> _Available records_:
---+---

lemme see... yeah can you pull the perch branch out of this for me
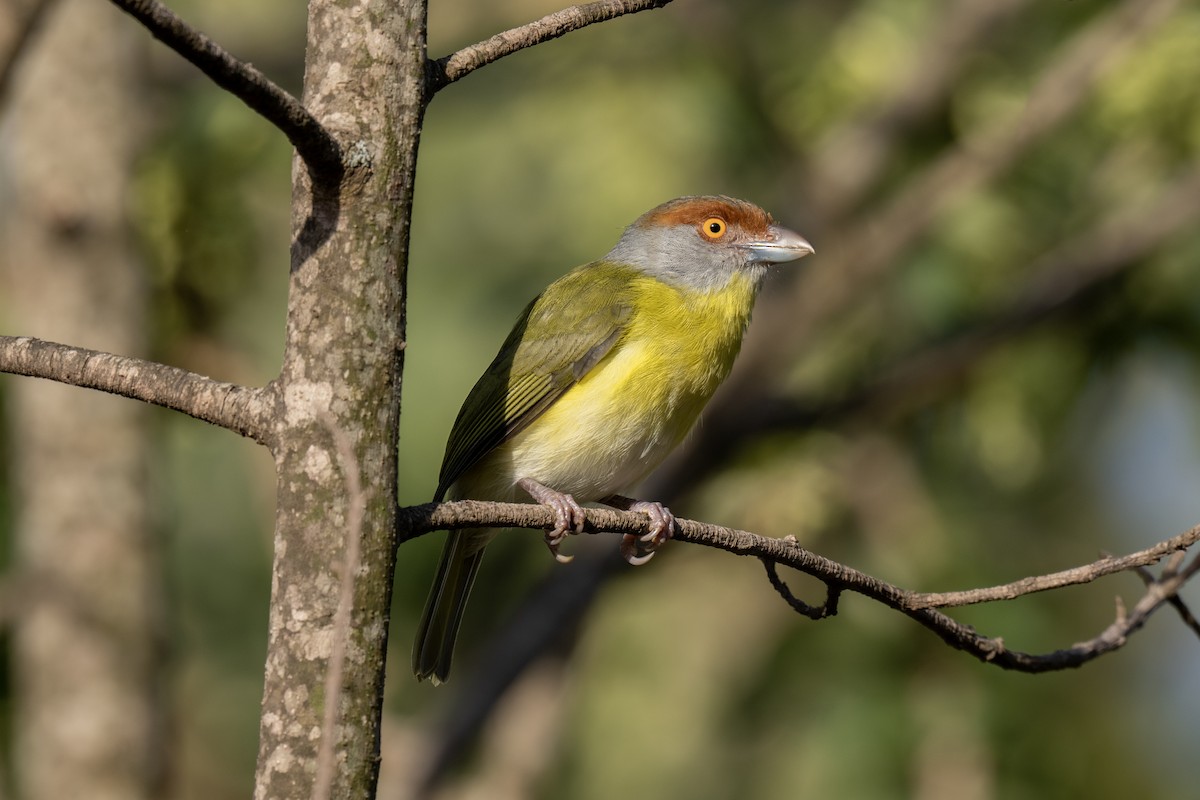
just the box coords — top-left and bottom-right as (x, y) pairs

---+---

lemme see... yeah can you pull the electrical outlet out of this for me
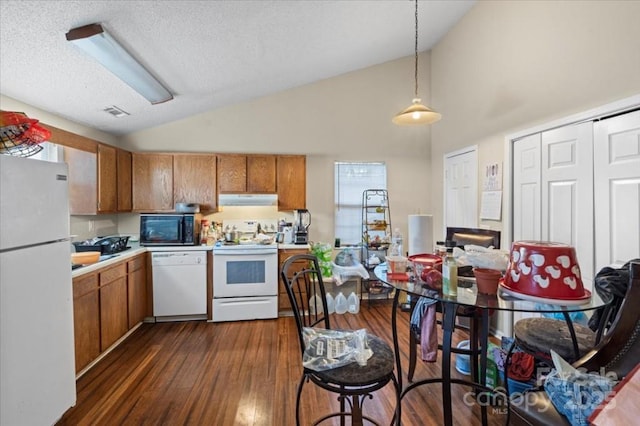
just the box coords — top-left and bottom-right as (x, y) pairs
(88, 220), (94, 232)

---+---

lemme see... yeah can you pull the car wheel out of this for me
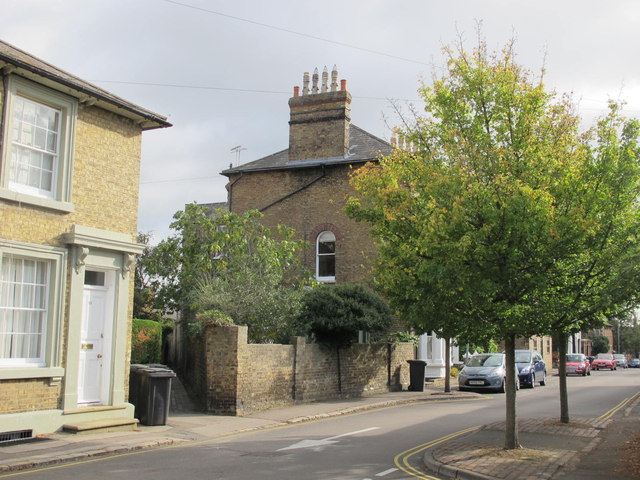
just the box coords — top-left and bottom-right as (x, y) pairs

---+---

> _Prompt_:
Where the string "this" appears in a line of the entries above, return that line.

> _Solution_:
lemme see... yeah can you pull the perch branch out of this for me
lemme see... yeah can you pull the electrical outlet out of this for me
lemme see... yeah can you pull the car wheel out of this for me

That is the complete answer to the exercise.